(Excerpts from point annotation data)
* Begin *

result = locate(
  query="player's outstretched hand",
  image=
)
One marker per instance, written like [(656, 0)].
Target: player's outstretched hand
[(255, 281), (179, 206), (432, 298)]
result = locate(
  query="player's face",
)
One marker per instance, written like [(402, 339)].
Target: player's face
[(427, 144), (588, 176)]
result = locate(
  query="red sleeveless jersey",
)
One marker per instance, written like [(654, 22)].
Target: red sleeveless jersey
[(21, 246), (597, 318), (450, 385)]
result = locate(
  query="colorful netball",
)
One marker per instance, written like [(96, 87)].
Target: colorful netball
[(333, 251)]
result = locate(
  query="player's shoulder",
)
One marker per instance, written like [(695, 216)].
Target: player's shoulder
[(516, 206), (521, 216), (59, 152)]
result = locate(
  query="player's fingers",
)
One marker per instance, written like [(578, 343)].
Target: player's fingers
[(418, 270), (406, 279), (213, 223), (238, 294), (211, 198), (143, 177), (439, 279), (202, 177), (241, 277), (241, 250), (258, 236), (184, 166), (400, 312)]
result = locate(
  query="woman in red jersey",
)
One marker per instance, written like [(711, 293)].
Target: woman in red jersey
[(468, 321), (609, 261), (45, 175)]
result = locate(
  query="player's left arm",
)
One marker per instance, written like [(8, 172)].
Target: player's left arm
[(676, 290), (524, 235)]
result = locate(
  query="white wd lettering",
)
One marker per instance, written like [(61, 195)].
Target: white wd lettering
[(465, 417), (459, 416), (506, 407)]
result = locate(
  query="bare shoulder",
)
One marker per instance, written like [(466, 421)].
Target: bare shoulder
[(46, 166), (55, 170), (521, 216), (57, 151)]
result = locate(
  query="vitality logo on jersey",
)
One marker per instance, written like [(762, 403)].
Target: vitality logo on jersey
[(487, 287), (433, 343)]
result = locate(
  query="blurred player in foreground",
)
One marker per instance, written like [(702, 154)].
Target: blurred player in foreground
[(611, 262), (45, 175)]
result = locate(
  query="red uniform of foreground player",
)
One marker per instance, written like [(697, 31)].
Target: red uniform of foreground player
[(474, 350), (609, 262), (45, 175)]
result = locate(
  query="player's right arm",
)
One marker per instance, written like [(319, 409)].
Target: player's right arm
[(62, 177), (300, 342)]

* End *

▸ **What needs to be done**
Reproduce the entries above in full by retyping them exactly.

▸ **The completed task**
result = locate(
  query="player's outstretched hand",
  image=
)
One marker per instance, written like [(656, 0)].
Target: player's outstretched hand
[(255, 281), (179, 206), (432, 298)]
result = locate(
  query="player's face",
)
One marker per instance, written like [(402, 339)].
Target: player's face
[(427, 144), (588, 176)]
result = locate(
  query="red sleeveless jersey",
)
One marker per instance, written like [(654, 22)].
Target: red sleeveless jersey
[(21, 246), (597, 318), (450, 385)]
result = locate(
  query="colorful netball",
)
One marker per instance, written like [(96, 87)].
Target: colorful netball
[(333, 251)]
result = locate(
  query="player's shoulder",
)
One marker per instance, written like [(695, 216)].
Target: player's shoulder
[(516, 206), (521, 216), (59, 152)]
result = locate(
  query="player's fingers",
)
One marker per instance, written like [(578, 343)].
Target: player's fingers
[(418, 270), (406, 279), (213, 223), (238, 294), (211, 198), (143, 177), (439, 279), (202, 177), (241, 277), (241, 250), (258, 236), (184, 166), (400, 312)]
result = locate(
  query="woman in red jersey",
)
One marker per instance, written like [(711, 293)].
Target: woman in red jersey
[(468, 321), (609, 261), (45, 175)]
result = locate(
  query="player's left arm",
)
One marker per instance, written like [(8, 172)].
Target: player's left arm
[(676, 290), (524, 235)]
result = locate(
  query="white wd lettering",
)
One marker per instance, written like [(61, 195)].
Target: white wd lettering
[(465, 417), (459, 416), (506, 407)]
result = locate(
  query="bare shoulder",
)
One marker per instance, written like [(466, 421)].
Target: bare shoulder
[(46, 166), (55, 170), (521, 216), (57, 151)]
result = locate(
  query="vitality logo on jersey",
)
One marker per instance, written like [(762, 403)].
Target: vitality logo on jersey
[(487, 287), (433, 343)]
result = locate(
  query="blurred player in foreground",
)
One marker per instance, written like [(702, 154)].
Target: blurred player in foreground
[(611, 262), (45, 175)]
result = locate(
  query="red uniform of foreground player",
)
One marker per instance, written like [(697, 31)].
Target: red uniform of foreground player
[(474, 350), (609, 262), (45, 175)]
result = locate(
  query="player's right arm",
)
One marker per instance, written like [(319, 409)].
Target: player's right arm
[(62, 177), (300, 342)]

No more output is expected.